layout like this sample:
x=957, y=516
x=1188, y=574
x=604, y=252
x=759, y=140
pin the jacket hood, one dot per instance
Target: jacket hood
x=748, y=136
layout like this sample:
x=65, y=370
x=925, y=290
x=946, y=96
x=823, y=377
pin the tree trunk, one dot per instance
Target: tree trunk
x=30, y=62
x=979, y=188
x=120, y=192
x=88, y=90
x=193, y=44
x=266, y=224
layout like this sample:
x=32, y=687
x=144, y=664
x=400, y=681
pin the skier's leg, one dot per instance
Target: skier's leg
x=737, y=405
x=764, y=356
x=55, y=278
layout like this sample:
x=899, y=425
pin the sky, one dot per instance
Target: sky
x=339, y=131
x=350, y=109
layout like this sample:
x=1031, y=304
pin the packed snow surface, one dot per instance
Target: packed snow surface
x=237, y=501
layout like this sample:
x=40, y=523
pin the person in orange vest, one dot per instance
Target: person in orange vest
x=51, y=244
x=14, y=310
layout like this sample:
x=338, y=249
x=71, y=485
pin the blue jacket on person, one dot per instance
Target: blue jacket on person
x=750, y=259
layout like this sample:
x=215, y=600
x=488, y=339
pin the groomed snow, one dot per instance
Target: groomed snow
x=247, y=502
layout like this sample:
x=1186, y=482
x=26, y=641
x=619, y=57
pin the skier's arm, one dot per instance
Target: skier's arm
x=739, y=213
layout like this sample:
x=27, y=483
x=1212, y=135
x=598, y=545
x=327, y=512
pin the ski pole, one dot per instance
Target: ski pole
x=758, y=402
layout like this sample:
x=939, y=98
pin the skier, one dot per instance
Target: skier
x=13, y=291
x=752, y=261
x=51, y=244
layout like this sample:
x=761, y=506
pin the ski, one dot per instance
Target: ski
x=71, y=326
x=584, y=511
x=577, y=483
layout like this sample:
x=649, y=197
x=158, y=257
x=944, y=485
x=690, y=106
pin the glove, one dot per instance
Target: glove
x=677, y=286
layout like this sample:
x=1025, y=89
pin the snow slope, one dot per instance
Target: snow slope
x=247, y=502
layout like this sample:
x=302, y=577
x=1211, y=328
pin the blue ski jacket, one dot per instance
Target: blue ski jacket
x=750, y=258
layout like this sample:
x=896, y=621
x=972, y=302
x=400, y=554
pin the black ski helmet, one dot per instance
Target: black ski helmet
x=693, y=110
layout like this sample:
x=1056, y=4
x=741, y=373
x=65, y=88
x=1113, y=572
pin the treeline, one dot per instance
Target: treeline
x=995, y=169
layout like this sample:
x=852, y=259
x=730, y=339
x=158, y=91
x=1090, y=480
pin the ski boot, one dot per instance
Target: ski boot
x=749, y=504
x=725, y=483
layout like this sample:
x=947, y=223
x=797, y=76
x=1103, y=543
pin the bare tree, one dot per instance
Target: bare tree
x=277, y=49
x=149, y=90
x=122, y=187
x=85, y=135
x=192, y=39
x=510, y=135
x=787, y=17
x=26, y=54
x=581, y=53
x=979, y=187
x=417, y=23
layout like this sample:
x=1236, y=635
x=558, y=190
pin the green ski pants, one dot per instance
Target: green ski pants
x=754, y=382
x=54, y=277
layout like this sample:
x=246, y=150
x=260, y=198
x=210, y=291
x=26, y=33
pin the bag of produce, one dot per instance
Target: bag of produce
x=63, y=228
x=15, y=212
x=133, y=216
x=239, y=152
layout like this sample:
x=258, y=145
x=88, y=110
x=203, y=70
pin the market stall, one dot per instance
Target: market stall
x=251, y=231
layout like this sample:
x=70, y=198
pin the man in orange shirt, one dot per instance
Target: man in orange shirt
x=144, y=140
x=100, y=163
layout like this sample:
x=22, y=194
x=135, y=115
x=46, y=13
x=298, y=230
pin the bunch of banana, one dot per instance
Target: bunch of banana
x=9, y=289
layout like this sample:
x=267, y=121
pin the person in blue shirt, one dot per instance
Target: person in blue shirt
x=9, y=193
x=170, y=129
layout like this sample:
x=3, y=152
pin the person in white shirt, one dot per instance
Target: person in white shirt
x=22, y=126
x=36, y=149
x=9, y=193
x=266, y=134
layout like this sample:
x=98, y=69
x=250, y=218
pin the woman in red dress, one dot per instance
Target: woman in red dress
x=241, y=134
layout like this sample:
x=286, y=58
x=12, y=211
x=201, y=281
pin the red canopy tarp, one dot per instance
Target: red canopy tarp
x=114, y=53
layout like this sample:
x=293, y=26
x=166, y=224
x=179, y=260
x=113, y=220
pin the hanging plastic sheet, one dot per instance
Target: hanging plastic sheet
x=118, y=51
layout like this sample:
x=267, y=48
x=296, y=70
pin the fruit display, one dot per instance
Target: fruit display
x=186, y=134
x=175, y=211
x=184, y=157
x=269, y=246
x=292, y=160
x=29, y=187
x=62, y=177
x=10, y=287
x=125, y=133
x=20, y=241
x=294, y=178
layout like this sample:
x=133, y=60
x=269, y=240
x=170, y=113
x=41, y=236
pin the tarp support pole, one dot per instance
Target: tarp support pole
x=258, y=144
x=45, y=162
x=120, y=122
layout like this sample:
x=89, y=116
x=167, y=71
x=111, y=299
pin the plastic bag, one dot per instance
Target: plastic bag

* [Exercise]: The records above are to be given again in full, exactly.

* [Written solution]:
layout like this sample:
x=957, y=516
x=1188, y=574
x=604, y=252
x=759, y=140
pin the jacket hood, one dot per instance
Target: jacket hood
x=748, y=136
layout like this sample:
x=65, y=370
x=925, y=290
x=946, y=96
x=823, y=377
pin the tree trunk, one dot per instance
Target: tree trunk
x=30, y=62
x=979, y=188
x=120, y=192
x=88, y=90
x=193, y=44
x=266, y=224
layout like this sample:
x=32, y=687
x=144, y=664
x=400, y=681
pin the skier's leg, one dot per instance
Target: skier's leg
x=737, y=405
x=764, y=356
x=55, y=278
layout like this sample:
x=899, y=425
pin the sky, one dot per instance
Target: sky
x=339, y=131
x=350, y=109
layout like this sample:
x=1031, y=304
pin the packed snow surface, one dot per instance
Target: packed snow surface
x=237, y=501
layout like this sample:
x=40, y=523
pin the person in orange vest, one dot per instance
Target: person in orange vest
x=51, y=244
x=14, y=310
layout like this sample:
x=338, y=249
x=71, y=485
pin the blue jacket on person, one dot per instance
Target: blue jacket on person
x=750, y=259
layout like this sample:
x=215, y=600
x=488, y=339
pin the groomed snow, one dot per instance
Target: groomed snow
x=247, y=502
layout like this sample:
x=1186, y=482
x=26, y=641
x=619, y=57
pin the skier's arm, one dot per instance
Target: skier's arm
x=739, y=213
layout like this sample:
x=27, y=483
x=1212, y=135
x=598, y=545
x=327, y=512
pin the ski pole, one dot per instance
Target: ski pole
x=758, y=402
layout like this sample:
x=939, y=98
pin the skier, one dot per instance
Target: skier
x=13, y=291
x=752, y=261
x=51, y=244
layout like this sample:
x=761, y=506
pin the ski, one dot per instance
Target: ski
x=71, y=326
x=584, y=511
x=577, y=483
layout like this sample:
x=649, y=197
x=158, y=257
x=944, y=485
x=690, y=106
pin the glove, one dot per instance
Target: glove
x=677, y=286
layout like this sample:
x=1025, y=89
pin the snow slope, one dot per instance
Target: snow slope
x=247, y=502
layout like this sample:
x=302, y=577
x=1211, y=328
pin the blue ski jacket, one dot per instance
Target: blue ski jacket
x=750, y=258
layout like this sample:
x=896, y=621
x=972, y=302
x=400, y=554
pin the black ski helmet, one dot per instance
Target: black ski helmet
x=693, y=110
layout like this sample:
x=1056, y=4
x=741, y=373
x=65, y=88
x=1113, y=572
pin the treeline, one dot per instance
Target: treeline
x=995, y=169
layout like this sample:
x=852, y=259
x=730, y=339
x=158, y=91
x=1090, y=480
pin the ski boot, one dot per instance
Target: ski boot
x=749, y=504
x=725, y=483
layout like this sample:
x=947, y=223
x=797, y=76
x=1103, y=543
pin the bare tree, one dot per instance
Target: bare tree
x=277, y=49
x=149, y=90
x=122, y=187
x=85, y=135
x=192, y=39
x=510, y=135
x=787, y=17
x=26, y=54
x=581, y=53
x=979, y=187
x=417, y=23
layout like this sample:
x=1236, y=635
x=558, y=190
pin the green ski pants, one dot per instance
Target: green ski pants
x=754, y=382
x=54, y=277
layout like this sample:
x=246, y=150
x=260, y=198
x=210, y=291
x=26, y=33
pin the bag of produce, one dot per instance
Target: bag of produce
x=63, y=228
x=15, y=212
x=133, y=216
x=239, y=152
layout like this sample:
x=258, y=145
x=88, y=110
x=203, y=70
pin the market stall, one dot per instance
Target: market stall
x=251, y=231
layout like this sample:
x=70, y=198
pin the man in orange shirt, one dot per instance
Target: man in orange shirt
x=144, y=140
x=100, y=163
layout like this sample:
x=22, y=194
x=135, y=115
x=46, y=13
x=298, y=230
pin the bunch of banana, one dot per instance
Target: bunch of banana
x=9, y=289
layout like this sample:
x=267, y=121
pin the person in blue shirt, one dot per instance
Target: person in blue shirt
x=9, y=193
x=170, y=129
layout like this sample:
x=3, y=152
pin the person in white shirt, one dot per instance
Target: person in white shirt
x=22, y=126
x=36, y=149
x=9, y=193
x=266, y=134
layout like this sample:
x=98, y=69
x=250, y=218
pin the woman in red dress, one dot per instance
Target: woman in red dress
x=241, y=134
layout like this sample:
x=286, y=58
x=12, y=211
x=201, y=281
pin the red canopy tarp, one dot per instance
Target: red canopy tarp
x=114, y=53
layout like this sample:
x=293, y=26
x=166, y=224
x=179, y=260
x=113, y=220
pin the hanging plastic sheet, one dot per instance
Target: hanging plastic sheet
x=118, y=51
layout like this sample:
x=267, y=48
x=296, y=70
pin the fruit display, one dot per instance
Target: fruit display
x=186, y=134
x=175, y=211
x=184, y=157
x=269, y=246
x=292, y=160
x=29, y=187
x=62, y=177
x=10, y=287
x=125, y=133
x=20, y=241
x=294, y=178
layout like this sample:
x=133, y=60
x=269, y=240
x=170, y=113
x=41, y=236
pin the tarp support pole, one dot per instance
Target: tarp support pole
x=258, y=144
x=45, y=162
x=120, y=122
layout like this sample:
x=89, y=116
x=167, y=71
x=111, y=299
pin the plastic bag, one dot per instance
Target: plastic bag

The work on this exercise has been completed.